-- PROMPT --
For each line of the material, write out an exact copy.

== EXERCISE DATA ==

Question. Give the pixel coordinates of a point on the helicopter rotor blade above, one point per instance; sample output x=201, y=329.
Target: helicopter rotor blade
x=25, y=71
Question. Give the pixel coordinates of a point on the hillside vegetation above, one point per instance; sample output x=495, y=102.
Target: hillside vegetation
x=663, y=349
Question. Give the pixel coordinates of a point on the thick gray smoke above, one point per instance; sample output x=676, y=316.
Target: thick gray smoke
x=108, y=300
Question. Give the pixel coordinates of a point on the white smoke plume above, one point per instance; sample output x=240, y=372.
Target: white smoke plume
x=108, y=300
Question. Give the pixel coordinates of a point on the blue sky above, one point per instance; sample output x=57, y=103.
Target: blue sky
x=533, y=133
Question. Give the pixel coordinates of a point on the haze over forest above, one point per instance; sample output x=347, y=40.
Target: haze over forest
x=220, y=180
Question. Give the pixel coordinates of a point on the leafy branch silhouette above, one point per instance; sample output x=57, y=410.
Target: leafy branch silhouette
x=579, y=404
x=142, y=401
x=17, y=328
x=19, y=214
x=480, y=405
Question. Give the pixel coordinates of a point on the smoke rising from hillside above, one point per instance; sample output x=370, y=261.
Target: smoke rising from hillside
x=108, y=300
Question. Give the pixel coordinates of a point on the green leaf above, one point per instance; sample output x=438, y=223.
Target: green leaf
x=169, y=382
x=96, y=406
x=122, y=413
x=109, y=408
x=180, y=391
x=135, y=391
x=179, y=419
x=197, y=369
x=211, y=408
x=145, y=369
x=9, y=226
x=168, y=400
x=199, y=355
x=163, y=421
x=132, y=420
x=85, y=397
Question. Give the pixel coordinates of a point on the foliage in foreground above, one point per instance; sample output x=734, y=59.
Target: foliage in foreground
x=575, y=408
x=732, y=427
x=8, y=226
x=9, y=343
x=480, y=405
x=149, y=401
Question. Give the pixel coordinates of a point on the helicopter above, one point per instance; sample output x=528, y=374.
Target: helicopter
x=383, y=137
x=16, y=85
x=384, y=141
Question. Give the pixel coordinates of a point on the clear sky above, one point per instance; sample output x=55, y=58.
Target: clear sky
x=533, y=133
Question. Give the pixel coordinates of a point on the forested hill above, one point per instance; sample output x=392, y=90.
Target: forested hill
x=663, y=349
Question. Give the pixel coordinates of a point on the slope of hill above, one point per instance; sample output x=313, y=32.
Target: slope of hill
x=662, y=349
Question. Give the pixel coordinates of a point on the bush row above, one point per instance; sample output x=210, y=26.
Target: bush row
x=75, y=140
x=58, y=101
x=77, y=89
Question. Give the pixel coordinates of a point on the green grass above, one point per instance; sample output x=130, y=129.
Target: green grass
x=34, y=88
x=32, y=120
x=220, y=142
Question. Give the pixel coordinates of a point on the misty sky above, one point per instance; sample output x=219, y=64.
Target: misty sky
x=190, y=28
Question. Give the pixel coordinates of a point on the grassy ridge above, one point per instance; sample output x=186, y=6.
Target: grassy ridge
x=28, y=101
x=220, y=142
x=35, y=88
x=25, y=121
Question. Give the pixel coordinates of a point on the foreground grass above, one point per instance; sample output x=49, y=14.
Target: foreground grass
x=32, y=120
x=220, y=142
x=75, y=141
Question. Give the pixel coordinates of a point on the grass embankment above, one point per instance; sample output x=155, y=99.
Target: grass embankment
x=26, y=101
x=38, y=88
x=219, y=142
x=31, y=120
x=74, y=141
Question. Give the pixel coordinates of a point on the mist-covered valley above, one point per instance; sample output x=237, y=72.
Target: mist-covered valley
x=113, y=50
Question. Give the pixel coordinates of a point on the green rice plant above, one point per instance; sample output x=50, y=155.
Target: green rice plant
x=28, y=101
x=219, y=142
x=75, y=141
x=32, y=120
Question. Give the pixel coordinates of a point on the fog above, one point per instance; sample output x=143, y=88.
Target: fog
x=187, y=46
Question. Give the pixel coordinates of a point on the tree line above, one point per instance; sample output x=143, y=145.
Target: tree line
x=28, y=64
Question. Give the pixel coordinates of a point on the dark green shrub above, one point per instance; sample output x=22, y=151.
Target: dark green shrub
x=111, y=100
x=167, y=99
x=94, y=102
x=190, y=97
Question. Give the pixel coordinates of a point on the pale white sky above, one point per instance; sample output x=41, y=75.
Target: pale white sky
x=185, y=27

===

-- SOLUTION --
Question. Give the pixel coordinates of a point on the helicopter rotor blade above, one point per instance; sample output x=201, y=329.
Target: helicopter rotor blade
x=25, y=71
Question. Give the pixel coordinates of a point on the hillside vegetation above, one point per instance; sample output x=495, y=102.
Target: hillside vegetation
x=663, y=349
Question. Give the pixel coordinates of a point on the thick gray smoke above, one point per instance; sample output x=676, y=316.
Target: thick gray smoke
x=108, y=300
Question. Give the pixel coordinates of a point on the white smoke plume above, one point per instance; sample output x=240, y=372.
Target: white smoke plume
x=108, y=300
Question. Give the pixel coordinates of a point on the blue sky above, one point per instance; sample output x=57, y=103.
Target: blue sky
x=533, y=133
Question. Give the pixel coordinates of a point on the haze over forest above, one point per instance; sample output x=347, y=40.
Target: haze over forest
x=220, y=180
Question. Give the pixel coordinates of a point on the leafy branch silhouette above, one point per instance; sample output x=57, y=410.
Target: leafy branch silhouette
x=579, y=404
x=142, y=401
x=17, y=328
x=19, y=214
x=480, y=405
Question. Give the pixel coordinates of a point on the smoke rising from hillside above, one point per instance; sample output x=370, y=261.
Target: smoke rising from hillside
x=108, y=300
Question. Give the pixel coordinates of a point on the green leaf above, one point per instance; sample output x=438, y=223.
Target: green leaf
x=169, y=382
x=96, y=406
x=122, y=413
x=109, y=408
x=180, y=391
x=135, y=391
x=179, y=419
x=197, y=369
x=211, y=408
x=145, y=369
x=9, y=226
x=168, y=400
x=199, y=355
x=163, y=421
x=132, y=420
x=85, y=397
Question. Give the pixel coordinates of a point on the foliage in foreground above, one point per instance; sample output x=734, y=59.
Target: foliage in foreground
x=575, y=408
x=732, y=427
x=8, y=226
x=9, y=343
x=480, y=405
x=149, y=401
Question. Give the pixel coordinates of a point on the helicopter above, one point per instance; sample output x=528, y=374.
Target: helicopter
x=383, y=137
x=16, y=85
x=384, y=141
Question. Give the pixel coordinates of a point on the clear sky above, one point per instance; sample output x=55, y=58.
Target: clear sky
x=533, y=133
Question. Give the pixel coordinates of a point on the forested hill above, one point per instance; sample output x=392, y=90.
Target: forested hill
x=663, y=349
Question. Give the pixel coordinates of a point on the slope of hill above, one point per instance; sample output x=313, y=32.
Target: slope of hill
x=662, y=349
Question. Give the pixel coordinates of a point on the bush row above, one point per instance; sample output x=210, y=26.
Target: bush row
x=75, y=140
x=58, y=101
x=77, y=89
Question. Give the pixel coordinates of a point on the green grass above, one point per instance; sample output x=130, y=129.
Target: green grass
x=34, y=88
x=32, y=120
x=220, y=142
Question. Give the pixel coordinates of a point on the misty sky above, one point per instance; sample output x=219, y=64.
Target: misty sky
x=190, y=28
Question. Give the pixel coordinates of a point on the grassy ridge above, one point per instance; sample output x=186, y=6.
Target: grassy ridge
x=28, y=101
x=220, y=142
x=35, y=88
x=25, y=121
Question. Give the pixel coordinates of a point on the foreground grass above, one point per instance; sample output x=49, y=14.
Target: foreground grass
x=32, y=120
x=220, y=142
x=75, y=141
Question. Give the pixel coordinates of a point on the grass embankment above, one point per instance; sample output x=155, y=99.
Target: grass embankment
x=26, y=101
x=38, y=88
x=219, y=142
x=31, y=120
x=74, y=141
Question. Give the pixel coordinates of a point on the mist-covered valley above, one point per instance; sample output x=237, y=72.
Target: mist-covered valley
x=113, y=50
Question. Give the pixel coordinates of a point on the green rice plant above, one point per instance; sample output x=50, y=155.
Target: green rice plant
x=28, y=101
x=219, y=142
x=75, y=141
x=32, y=120
Question. Give the pixel coordinates of a point on the fog above, one point per instance; sample output x=143, y=88.
Target: fog
x=187, y=46
Question. Give the pixel coordinates of a point on the tree line above, one point per instance; sample output x=143, y=145.
Target: tree line
x=28, y=64
Question. Give the pixel coordinates of a point on the dark green shrub above, one point per instance; sample output x=22, y=151.
Target: dark green shrub
x=111, y=100
x=167, y=99
x=94, y=102
x=190, y=97
Question. Give the pixel coordinates of a point on the pale white sky above, one point per instance; sample output x=41, y=75.
Target: pale white sky
x=185, y=27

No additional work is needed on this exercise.